### Data to use ###
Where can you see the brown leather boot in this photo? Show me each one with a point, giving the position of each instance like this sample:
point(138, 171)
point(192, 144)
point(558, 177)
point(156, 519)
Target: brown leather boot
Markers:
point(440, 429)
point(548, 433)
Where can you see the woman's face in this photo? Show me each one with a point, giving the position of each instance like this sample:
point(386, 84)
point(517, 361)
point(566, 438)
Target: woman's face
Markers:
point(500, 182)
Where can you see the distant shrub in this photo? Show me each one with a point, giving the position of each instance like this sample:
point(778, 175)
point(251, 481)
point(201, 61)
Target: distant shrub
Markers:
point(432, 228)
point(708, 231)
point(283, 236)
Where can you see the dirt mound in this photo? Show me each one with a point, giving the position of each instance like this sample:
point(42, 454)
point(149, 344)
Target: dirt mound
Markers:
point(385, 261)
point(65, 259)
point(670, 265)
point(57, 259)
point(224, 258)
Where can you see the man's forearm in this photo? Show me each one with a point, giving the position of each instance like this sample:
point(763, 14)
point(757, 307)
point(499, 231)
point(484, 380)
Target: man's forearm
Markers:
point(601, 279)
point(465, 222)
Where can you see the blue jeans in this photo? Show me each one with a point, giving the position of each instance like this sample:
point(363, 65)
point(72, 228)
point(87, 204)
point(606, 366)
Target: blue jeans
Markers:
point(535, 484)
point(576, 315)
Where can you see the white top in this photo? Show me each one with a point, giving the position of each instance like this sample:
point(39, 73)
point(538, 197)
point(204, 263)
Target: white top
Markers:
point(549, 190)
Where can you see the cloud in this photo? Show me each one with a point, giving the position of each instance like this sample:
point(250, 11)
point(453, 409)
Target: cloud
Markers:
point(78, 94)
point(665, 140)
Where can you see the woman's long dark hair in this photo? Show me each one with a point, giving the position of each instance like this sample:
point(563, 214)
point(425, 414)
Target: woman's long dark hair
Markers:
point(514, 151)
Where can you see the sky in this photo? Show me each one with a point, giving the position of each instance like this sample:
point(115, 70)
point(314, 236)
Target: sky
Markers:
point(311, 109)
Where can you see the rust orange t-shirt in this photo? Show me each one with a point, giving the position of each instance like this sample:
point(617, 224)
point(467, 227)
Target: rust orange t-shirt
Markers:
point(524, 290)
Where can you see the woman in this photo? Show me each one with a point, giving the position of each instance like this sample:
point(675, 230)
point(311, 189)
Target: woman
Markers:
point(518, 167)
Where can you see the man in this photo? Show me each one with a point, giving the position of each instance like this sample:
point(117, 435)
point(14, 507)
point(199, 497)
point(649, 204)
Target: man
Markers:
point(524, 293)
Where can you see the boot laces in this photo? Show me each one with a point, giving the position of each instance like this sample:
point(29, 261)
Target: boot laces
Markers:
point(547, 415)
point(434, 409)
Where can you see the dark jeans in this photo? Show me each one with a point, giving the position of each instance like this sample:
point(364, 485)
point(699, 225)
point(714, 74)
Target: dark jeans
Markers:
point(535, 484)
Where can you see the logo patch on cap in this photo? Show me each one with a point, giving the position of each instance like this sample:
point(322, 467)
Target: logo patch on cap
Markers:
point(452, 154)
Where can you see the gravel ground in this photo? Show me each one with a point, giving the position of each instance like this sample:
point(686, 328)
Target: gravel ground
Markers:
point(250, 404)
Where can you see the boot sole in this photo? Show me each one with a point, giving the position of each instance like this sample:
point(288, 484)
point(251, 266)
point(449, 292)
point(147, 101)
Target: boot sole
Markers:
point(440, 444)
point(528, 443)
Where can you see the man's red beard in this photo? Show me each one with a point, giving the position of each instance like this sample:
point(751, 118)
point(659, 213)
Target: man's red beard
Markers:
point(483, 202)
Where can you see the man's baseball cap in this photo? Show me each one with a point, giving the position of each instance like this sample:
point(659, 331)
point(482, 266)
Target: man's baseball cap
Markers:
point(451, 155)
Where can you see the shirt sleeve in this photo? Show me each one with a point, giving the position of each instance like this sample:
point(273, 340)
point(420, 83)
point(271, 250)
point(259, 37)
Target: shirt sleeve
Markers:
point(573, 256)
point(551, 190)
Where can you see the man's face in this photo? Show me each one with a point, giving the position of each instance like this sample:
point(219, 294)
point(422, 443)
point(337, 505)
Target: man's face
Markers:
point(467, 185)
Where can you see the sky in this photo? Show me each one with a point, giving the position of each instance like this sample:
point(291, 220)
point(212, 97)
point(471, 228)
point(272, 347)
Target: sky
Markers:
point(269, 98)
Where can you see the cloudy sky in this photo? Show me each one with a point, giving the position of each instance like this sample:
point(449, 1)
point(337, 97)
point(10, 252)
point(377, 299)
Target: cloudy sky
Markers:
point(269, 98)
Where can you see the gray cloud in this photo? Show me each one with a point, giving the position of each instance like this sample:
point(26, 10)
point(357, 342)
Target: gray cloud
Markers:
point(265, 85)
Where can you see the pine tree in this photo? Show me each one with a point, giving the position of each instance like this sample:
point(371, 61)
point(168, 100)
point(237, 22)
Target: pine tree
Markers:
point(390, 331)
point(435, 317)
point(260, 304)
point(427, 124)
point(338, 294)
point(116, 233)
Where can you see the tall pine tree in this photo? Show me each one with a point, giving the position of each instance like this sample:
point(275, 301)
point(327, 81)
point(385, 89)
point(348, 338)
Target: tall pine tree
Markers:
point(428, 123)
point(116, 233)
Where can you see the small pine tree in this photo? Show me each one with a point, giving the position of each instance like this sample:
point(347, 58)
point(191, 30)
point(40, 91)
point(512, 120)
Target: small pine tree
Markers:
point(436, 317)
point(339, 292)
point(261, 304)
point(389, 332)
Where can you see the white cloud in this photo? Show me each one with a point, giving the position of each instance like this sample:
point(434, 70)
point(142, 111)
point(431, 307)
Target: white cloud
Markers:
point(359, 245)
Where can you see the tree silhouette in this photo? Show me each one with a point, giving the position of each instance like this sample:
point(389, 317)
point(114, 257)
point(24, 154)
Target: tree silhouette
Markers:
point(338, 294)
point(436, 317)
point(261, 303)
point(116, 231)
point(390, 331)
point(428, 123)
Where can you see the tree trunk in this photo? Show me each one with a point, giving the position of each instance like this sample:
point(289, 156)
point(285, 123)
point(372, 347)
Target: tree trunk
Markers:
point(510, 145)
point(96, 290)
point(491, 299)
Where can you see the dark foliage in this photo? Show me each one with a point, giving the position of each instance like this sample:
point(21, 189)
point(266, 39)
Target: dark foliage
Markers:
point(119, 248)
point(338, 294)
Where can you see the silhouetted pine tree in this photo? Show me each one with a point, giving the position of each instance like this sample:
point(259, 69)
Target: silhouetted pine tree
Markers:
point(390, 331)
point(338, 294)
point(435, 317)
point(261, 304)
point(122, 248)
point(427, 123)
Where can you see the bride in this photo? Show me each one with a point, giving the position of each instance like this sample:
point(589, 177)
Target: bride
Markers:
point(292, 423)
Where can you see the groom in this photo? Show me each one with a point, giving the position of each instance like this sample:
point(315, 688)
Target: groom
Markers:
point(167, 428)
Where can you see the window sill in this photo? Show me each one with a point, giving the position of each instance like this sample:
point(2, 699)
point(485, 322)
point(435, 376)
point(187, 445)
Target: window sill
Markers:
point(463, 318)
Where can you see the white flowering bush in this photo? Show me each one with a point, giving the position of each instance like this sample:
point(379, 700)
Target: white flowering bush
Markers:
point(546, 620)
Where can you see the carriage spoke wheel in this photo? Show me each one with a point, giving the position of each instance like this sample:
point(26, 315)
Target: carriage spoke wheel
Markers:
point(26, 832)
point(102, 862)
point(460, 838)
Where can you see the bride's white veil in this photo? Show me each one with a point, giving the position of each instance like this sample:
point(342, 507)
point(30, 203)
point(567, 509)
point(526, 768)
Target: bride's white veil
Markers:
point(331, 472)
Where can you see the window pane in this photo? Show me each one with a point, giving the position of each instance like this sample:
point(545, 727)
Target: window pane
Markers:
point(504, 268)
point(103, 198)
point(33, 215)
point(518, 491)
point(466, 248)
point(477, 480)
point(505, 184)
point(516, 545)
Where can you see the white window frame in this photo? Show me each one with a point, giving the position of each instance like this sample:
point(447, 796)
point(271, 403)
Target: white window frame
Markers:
###
_What the task asks_
Copy out, word for word, the lines between the one holding "Where can you see the white cloud" and the one holding "point(359, 245)", inclusive.

_Solution to the problem_
Where can you see the white cloud in this photo? Show me each one with a point, giving the position of each instance like this sample:
point(434, 70)
point(142, 111)
point(431, 307)
Target: white cloud
Markers:
point(359, 245)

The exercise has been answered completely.